Work to complete.
Increase every coordinate in the answer boxes by 62, and write out again only the section that opens with the line containing "twig in the image above." and closes with the final line of the rows, both ends included. Keep the requests and all other lines of that section unchanged.

(Rows from a box labeling dataset)
* * * * * * * * *
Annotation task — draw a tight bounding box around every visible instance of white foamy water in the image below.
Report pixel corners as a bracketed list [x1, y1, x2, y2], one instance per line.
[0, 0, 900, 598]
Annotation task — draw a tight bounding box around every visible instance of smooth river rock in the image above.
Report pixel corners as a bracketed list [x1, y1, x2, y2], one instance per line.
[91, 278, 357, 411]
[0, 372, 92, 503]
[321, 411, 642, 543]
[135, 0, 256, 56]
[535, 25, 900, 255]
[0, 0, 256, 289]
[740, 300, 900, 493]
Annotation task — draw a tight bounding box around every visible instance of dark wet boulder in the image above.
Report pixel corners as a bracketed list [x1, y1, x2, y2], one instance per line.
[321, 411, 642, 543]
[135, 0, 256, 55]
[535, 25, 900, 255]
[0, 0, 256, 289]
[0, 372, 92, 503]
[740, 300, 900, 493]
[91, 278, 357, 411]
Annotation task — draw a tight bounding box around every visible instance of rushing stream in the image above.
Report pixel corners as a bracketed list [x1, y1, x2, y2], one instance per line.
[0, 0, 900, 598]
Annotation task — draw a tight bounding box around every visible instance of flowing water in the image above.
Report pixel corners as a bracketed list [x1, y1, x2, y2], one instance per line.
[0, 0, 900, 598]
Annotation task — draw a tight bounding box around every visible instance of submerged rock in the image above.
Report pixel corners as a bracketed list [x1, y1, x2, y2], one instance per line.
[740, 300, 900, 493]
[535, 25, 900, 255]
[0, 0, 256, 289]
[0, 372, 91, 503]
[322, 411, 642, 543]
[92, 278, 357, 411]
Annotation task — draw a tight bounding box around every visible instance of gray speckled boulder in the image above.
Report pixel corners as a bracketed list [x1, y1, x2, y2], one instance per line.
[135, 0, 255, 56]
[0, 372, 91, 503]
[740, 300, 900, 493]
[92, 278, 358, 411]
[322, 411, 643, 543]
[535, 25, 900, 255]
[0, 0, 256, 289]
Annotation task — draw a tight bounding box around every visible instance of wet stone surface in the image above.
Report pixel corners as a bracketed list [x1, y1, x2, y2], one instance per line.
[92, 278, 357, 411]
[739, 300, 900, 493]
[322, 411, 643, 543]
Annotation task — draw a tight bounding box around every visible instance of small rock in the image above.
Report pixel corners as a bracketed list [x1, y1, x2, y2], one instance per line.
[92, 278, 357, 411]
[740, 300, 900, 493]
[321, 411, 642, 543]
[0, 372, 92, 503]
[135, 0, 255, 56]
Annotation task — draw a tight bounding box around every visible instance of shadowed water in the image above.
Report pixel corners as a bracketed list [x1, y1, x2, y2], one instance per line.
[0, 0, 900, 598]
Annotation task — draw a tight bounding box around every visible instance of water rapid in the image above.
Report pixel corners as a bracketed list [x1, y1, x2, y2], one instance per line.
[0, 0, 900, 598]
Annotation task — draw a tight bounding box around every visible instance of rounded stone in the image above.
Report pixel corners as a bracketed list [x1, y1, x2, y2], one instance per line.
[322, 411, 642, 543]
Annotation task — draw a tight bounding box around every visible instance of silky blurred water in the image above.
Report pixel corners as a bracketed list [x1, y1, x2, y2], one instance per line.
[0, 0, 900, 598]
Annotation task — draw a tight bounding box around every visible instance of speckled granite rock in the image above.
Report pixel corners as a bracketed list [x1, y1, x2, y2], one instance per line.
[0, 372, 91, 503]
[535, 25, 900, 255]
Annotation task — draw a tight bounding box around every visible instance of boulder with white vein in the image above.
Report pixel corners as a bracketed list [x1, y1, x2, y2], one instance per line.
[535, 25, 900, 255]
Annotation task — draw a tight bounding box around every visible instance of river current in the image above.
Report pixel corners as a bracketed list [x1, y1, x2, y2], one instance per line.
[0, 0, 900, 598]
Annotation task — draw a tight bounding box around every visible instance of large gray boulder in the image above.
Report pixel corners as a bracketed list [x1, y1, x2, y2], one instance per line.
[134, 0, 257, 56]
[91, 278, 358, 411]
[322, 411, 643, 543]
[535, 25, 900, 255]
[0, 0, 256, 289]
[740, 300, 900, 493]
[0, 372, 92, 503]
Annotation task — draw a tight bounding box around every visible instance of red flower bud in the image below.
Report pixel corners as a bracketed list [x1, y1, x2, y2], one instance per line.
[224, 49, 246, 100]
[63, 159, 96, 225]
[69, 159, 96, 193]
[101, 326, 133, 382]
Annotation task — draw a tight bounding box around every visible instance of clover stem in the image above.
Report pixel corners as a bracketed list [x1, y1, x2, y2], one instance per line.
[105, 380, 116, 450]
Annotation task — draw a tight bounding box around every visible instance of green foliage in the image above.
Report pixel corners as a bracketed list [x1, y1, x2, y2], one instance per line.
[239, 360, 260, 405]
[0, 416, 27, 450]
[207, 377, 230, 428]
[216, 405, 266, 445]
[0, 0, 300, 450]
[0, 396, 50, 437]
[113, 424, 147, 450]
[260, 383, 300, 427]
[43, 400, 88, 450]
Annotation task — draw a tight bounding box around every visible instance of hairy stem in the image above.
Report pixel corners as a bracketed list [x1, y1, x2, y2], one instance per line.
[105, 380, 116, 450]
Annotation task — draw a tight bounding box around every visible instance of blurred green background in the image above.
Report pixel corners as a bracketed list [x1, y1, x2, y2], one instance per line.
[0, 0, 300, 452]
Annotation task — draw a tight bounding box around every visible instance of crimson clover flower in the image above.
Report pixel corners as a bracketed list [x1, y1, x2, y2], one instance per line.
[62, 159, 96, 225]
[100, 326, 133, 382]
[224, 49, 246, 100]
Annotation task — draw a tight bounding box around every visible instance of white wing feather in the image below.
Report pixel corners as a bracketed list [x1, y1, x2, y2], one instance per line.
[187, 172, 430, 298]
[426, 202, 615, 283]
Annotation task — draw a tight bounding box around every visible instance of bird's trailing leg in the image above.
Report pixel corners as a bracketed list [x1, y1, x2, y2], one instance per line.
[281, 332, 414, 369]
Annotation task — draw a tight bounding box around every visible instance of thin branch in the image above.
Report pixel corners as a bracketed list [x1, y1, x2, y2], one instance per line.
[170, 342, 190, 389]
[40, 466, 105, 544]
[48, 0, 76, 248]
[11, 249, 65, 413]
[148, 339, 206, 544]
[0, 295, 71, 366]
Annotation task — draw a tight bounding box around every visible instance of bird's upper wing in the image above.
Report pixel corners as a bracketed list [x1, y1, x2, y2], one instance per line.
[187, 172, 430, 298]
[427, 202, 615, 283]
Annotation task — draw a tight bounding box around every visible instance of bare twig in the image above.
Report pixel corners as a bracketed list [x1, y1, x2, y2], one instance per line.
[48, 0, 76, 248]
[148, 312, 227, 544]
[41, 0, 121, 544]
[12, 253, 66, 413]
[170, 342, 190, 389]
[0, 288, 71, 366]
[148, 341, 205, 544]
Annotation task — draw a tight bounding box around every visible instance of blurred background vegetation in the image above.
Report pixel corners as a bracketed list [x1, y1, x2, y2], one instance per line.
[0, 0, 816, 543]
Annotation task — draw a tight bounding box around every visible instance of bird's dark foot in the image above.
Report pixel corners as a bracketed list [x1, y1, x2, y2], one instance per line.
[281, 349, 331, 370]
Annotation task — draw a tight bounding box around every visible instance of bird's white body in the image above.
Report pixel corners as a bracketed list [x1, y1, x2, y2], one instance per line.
* * * * * * * * *
Answer to the task.
Annotation task — draw a tight bounding box around every visible instance of bare twig in the image above.
Report pixel corners as a bracketed list [x1, y1, x2, y2], one instance per line.
[110, 62, 138, 310]
[210, 374, 289, 606]
[103, 62, 183, 606]
[74, 315, 128, 475]
[232, 404, 252, 451]
[62, 350, 133, 428]
[210, 403, 267, 606]
Annotation task — draw a tight bounding box around every visible instance of blurred background vegetation in the image above.
Report pixel corners as a bracketed list [x1, y1, x2, y2], one instance per line.
[62, 62, 878, 605]
Annotation task — draw a tight bounding box around every visible instance of bird's dark foot in the image above.
Report pixel corners as a bracketed list [x1, y1, x2, y2], one instance per line.
[343, 411, 393, 432]
Annotation task — draw a tight bounding box around every visible instance of bird's white body in the image above.
Report pixel corners as a bracketed list [x1, y1, x2, y2], one instance per line.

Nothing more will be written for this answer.